--- SET PROBLEM 1 ---
From the passage on markup languages and RDF, pull out the text starting at "1. Domain-Specific Markup" and ending at "Description Framework (RDF)", word for word.
--- SET PROBLEM 2 ---
Write what comes next in the passage on markup languages and RDF, picking up right after its last line.

--- EXCERPT ---
-- START --

The above two formalizations include essentially an opposite nesting although they represent the same information. In the first case, course name is considered as the primary one that nested the element lecturer. Whereas, in the second case, lecturer is treated as primary element and the nested element is teaches referring the course name. So there is no standard way of assigning meaning to tag nesting.
  1. Domain-Specific Markup Languages: Since the user is at freedom to define his/her own tags, many domain-specific markup languages have been developed, for example, MathML [10], CML (Chemical Markup Language) [11]. The problem with various domain-specific markup language is that of non-standardization, while describing the resources on the Web. But at the same time preventing this kind of flexibility and extensibility will again result in lack of inadequate resource description. Hence, there should be a common model/framework that can bridge the gap between these various schemas. It is at this stage that the RDF came into the picture, which is also the next layer in the Semantic Web pyramid of Figure 1.

3.1.2  Resource Description Framework (RDF)

-- END --

--- PROVIDED DATA ---
-- START --

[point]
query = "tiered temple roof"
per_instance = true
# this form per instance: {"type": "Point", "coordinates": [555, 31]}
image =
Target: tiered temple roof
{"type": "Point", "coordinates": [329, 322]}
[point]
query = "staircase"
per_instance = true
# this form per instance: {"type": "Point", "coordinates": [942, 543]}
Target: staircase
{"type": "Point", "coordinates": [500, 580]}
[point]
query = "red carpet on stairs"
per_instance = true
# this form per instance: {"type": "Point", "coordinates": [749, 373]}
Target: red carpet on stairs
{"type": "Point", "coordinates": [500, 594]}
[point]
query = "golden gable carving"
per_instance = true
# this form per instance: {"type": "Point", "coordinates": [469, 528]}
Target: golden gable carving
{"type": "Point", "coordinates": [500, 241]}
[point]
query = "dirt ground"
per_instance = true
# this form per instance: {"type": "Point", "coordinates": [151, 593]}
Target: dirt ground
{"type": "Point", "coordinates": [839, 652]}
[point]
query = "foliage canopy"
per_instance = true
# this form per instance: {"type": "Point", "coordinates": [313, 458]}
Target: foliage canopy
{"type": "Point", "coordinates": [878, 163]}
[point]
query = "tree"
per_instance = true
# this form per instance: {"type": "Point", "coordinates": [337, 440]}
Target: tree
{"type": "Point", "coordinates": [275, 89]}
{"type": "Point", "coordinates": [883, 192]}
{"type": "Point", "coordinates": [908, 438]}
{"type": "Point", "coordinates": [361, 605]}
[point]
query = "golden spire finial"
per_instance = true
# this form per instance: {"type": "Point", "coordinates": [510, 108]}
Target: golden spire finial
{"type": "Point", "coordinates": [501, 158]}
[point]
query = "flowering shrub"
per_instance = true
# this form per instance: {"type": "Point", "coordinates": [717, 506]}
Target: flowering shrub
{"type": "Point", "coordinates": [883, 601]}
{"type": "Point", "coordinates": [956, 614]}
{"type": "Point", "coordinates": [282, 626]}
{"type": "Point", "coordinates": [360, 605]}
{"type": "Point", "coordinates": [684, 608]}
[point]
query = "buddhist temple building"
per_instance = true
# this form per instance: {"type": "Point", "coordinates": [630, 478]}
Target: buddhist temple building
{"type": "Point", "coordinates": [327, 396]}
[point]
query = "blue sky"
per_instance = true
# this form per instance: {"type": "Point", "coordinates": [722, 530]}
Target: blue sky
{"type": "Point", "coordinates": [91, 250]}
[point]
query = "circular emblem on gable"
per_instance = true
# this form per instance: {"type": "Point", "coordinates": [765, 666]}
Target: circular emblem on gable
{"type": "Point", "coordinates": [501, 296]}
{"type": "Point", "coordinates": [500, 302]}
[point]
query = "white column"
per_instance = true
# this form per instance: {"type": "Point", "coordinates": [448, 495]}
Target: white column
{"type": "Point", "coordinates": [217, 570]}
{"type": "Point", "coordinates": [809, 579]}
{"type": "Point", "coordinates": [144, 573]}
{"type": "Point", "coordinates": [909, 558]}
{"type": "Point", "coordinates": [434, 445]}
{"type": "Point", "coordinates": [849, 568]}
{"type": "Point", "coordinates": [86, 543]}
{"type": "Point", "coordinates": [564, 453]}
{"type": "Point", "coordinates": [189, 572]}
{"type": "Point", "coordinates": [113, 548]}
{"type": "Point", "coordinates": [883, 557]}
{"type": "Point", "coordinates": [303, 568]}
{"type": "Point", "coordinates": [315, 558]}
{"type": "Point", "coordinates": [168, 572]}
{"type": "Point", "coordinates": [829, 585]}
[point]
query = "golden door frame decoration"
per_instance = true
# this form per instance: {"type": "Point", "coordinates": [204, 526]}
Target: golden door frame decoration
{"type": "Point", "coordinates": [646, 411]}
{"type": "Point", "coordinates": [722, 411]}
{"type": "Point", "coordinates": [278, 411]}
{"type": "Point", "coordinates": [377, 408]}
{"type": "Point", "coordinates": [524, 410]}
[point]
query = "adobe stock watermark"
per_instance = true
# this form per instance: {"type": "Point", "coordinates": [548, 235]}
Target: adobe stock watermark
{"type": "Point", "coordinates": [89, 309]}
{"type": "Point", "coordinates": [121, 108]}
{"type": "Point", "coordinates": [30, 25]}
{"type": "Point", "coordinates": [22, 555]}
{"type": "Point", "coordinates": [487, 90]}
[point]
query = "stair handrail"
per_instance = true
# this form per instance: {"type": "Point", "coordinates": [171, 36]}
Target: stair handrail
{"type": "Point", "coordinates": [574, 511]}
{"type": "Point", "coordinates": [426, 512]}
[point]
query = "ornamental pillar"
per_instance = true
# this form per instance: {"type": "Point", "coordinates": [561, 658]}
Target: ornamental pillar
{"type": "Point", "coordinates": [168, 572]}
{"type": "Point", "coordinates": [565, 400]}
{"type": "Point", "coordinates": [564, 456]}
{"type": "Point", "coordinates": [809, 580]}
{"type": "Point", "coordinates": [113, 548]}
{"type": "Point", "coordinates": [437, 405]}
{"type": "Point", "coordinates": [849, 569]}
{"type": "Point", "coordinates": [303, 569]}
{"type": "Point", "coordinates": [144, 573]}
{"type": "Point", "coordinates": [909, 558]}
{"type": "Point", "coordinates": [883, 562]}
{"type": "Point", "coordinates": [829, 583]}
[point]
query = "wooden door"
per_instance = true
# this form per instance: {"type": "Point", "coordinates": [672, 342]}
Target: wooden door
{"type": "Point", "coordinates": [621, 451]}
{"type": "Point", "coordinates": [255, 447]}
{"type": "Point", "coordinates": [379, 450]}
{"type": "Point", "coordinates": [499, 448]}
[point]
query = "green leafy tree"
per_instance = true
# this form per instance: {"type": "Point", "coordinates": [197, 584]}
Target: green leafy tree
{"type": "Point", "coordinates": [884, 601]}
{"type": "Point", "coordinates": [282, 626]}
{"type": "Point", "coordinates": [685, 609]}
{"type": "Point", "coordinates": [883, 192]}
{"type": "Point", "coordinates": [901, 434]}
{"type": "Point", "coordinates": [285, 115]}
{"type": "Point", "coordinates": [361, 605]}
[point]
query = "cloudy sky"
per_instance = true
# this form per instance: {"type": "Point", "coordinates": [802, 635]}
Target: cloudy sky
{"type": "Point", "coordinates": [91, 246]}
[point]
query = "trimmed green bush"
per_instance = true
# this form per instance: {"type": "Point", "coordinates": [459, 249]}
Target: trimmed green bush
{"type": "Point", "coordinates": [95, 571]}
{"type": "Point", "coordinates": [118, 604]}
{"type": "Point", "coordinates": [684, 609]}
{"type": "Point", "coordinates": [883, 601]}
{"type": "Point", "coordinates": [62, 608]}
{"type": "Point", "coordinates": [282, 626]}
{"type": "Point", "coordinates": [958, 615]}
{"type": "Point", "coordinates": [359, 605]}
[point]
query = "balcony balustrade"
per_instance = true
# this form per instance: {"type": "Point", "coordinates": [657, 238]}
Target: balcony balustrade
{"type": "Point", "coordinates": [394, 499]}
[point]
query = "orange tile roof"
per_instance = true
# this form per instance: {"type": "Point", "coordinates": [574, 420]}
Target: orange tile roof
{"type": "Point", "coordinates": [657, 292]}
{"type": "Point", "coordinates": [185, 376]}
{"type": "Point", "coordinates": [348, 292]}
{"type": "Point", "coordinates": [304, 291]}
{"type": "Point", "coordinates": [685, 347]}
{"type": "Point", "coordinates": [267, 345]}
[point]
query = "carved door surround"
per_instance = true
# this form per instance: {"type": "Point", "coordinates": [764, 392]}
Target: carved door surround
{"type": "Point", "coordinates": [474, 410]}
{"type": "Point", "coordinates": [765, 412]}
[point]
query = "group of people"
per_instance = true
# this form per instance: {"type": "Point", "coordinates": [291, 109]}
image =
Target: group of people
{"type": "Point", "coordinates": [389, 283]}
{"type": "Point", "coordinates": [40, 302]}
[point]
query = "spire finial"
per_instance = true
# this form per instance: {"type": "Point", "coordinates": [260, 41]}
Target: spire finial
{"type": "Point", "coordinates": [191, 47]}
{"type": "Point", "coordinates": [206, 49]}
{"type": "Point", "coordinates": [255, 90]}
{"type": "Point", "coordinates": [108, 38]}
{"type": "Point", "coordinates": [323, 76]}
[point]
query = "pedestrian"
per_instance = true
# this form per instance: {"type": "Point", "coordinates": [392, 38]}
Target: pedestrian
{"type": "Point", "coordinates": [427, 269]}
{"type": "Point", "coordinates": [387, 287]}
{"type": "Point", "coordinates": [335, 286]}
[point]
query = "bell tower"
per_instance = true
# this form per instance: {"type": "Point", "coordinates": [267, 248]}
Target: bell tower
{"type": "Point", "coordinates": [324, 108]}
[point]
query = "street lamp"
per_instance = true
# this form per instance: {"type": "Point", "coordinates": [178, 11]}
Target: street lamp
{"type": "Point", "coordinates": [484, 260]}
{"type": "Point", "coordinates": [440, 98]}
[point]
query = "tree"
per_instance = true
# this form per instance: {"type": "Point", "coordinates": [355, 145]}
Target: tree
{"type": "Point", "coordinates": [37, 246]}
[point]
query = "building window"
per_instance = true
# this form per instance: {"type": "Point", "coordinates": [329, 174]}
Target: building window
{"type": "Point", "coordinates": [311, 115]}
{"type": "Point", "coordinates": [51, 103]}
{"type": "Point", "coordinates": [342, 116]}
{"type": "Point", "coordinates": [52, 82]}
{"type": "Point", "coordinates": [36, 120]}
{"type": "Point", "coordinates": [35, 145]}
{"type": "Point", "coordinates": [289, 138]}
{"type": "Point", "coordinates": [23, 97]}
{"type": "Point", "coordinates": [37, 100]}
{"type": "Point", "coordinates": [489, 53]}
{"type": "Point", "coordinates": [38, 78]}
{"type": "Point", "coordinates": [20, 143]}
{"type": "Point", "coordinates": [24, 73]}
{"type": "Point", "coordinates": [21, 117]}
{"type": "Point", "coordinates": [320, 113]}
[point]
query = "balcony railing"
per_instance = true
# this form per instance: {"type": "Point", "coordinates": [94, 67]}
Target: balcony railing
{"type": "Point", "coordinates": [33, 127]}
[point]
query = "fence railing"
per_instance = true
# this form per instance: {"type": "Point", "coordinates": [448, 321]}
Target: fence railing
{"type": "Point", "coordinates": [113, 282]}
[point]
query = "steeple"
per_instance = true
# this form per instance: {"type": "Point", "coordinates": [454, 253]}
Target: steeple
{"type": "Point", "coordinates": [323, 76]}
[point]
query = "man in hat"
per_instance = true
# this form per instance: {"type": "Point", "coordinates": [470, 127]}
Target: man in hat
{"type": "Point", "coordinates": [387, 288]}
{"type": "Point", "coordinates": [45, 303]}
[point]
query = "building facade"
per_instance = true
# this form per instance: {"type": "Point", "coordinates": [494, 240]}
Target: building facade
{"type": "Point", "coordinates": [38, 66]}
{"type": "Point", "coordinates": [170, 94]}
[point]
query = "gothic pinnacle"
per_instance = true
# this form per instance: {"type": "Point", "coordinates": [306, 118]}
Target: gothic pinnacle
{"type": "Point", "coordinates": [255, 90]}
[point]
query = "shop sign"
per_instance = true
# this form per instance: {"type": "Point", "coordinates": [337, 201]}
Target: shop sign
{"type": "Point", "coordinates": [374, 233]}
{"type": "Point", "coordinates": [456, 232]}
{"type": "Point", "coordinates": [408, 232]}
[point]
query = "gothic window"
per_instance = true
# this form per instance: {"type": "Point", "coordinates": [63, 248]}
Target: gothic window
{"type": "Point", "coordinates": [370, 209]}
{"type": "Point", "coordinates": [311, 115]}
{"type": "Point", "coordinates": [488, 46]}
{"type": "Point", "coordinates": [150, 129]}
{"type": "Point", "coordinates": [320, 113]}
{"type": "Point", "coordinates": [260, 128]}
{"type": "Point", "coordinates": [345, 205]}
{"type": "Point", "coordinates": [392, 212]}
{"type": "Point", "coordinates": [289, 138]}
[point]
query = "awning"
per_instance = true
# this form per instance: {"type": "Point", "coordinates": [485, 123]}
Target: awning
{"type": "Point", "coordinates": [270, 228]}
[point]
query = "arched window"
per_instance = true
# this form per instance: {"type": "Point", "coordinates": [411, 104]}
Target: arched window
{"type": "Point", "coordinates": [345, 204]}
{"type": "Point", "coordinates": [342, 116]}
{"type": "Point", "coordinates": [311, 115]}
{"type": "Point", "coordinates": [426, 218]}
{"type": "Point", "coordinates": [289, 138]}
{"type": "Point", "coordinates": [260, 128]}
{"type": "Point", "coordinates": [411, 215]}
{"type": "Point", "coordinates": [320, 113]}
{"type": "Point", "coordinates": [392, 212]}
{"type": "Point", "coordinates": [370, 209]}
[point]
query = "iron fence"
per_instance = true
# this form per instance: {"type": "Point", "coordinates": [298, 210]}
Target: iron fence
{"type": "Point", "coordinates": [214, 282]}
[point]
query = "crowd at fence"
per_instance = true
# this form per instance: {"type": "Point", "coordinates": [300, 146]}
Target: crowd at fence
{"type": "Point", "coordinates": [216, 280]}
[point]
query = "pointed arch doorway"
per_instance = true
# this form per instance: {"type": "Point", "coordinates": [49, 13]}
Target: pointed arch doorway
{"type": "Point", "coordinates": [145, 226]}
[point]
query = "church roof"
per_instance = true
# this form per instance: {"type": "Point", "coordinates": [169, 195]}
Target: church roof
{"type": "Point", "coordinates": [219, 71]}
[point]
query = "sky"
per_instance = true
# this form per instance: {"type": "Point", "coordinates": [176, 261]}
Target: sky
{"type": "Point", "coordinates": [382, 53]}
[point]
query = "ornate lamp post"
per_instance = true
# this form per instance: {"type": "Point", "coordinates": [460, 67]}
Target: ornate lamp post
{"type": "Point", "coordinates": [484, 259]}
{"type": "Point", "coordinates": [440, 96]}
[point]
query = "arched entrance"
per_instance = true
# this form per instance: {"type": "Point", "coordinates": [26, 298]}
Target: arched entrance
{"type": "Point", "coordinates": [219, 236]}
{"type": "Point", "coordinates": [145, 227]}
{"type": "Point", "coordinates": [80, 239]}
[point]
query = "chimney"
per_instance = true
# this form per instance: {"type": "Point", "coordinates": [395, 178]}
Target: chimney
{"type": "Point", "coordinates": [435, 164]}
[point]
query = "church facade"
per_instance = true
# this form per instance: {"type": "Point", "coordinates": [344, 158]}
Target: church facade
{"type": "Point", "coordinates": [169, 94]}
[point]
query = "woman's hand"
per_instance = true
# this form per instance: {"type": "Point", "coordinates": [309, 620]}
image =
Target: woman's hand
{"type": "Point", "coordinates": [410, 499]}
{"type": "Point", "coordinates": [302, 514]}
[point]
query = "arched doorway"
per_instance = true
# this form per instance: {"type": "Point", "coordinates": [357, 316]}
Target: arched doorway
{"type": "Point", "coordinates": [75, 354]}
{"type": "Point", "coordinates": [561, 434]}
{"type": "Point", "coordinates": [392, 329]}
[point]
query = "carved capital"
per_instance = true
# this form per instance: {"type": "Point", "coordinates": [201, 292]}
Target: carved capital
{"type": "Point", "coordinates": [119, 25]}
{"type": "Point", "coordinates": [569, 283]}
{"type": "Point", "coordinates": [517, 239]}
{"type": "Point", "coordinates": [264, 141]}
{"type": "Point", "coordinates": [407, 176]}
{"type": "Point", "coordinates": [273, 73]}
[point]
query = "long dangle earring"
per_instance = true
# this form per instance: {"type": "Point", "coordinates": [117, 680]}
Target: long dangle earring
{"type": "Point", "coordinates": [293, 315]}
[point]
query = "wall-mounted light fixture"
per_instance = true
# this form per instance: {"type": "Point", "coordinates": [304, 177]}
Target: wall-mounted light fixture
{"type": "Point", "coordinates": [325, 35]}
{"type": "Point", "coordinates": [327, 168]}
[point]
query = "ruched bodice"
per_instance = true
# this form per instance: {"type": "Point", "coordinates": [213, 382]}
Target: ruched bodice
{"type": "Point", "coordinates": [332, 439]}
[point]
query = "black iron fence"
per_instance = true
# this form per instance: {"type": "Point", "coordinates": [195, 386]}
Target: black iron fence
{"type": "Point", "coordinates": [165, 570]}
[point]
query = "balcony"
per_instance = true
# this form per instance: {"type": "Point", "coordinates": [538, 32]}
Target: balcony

-- END --

--- WRITTEN REPLY 1 ---
1. Domain-Specific Markup Languages: Since the user is at freedom to define his/her own tags, many domain-specific markup languages have been developed, for example, MathML [10], CML (Chemical Markup Language) [11]. The problem with various domain-specific markup language is that of non-standardization, while describing the resources on the Web. But at the same time preventing this kind of flexibility and extensibility will again result in lack of inadequate resource description. Hence, there should be a common model/framework that can bridge the gap between these various schemas. It is at this stage that the RDF came into the picture, which is also the next layer in the Semantic Web pyramid of Figure 1.

3.1.2  Resource Description Framework (RDF)

--- WRITTEN REPLY 2 ---
RDF is a basic data model, not a language. The RDF model provides the description of Web documents (in other words rendering of metadata to the documents) in a natural manner so that the metadata can be shared across different applications. RDF expresses the meaning, encoded in sets of triplets (resource/subject, predicate/property and object/value), each triplet being rather like the subject, verb and object of an elementary sentence. These triplets can be written using XML tags.

RDF Triplets

A simple RDF model has three parts [12]:  
  1. Subject/Resource: Any entity, which has to be described, is known as resource, also known as subject. For instance, it can be a webpage in Internet or a person in a society.  
  2. Predicate/Property: Any characteristic of a resource or its attribute, which is used for the description of the same, is known as property or predicate. For example, a webpage can be recognized by Title or a man can be recognized by his Name. Here, both are the attributes for recognition of the resources Webpage and person. 
  3. Object/Value: A value of a property is termed as object. For example, the title of DRTC Webpage isDocumentation Research and Training Centrename of a Person is S. R. Ranganathan. Here, Documentation Research and Training Centre and S. R. Ranganathan are the values against the properties title and name respectively.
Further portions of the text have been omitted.